> EXTRACTED RECORDS
-*-*-
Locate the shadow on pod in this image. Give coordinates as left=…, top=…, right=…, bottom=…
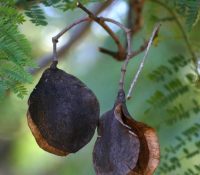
left=27, top=67, right=99, bottom=156
left=93, top=91, right=160, bottom=175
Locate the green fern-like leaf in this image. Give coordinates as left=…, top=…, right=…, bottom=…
left=25, top=5, right=47, bottom=26
left=175, top=0, right=200, bottom=30
left=0, top=0, right=34, bottom=98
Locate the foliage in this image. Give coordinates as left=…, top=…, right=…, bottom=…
left=0, top=0, right=200, bottom=175
left=17, top=0, right=104, bottom=26
left=166, top=0, right=200, bottom=30
left=0, top=0, right=34, bottom=98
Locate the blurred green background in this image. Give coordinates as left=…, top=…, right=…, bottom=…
left=0, top=1, right=200, bottom=175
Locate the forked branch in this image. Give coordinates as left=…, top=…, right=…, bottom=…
left=51, top=2, right=160, bottom=96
-*-*-
> EXERCISE
Update every entry above by replacing "Locate" with "Find" and keeping everything else unchanged. Leave the picture out of your answer.

> REPLY
Find the shadow on pod in this image. Give coordinates as left=…, top=…, right=…, bottom=…
left=27, top=67, right=99, bottom=156
left=93, top=91, right=160, bottom=175
Find the green fern-like leaf in this image. Give coordinates as left=…, top=…, right=…, bottom=…
left=25, top=5, right=47, bottom=26
left=175, top=0, right=200, bottom=30
left=0, top=0, right=34, bottom=98
Find the foliage in this image. Give coordinates as left=…, top=…, right=…, bottom=…
left=0, top=0, right=200, bottom=175
left=17, top=0, right=104, bottom=26
left=166, top=0, right=200, bottom=30
left=0, top=0, right=34, bottom=98
Find the blurred green background in this image. Give coordinates as left=…, top=…, right=…, bottom=…
left=0, top=1, right=200, bottom=175
Find the forked branch in this image. Give coordinates as left=…, top=…, right=…, bottom=…
left=51, top=2, right=160, bottom=96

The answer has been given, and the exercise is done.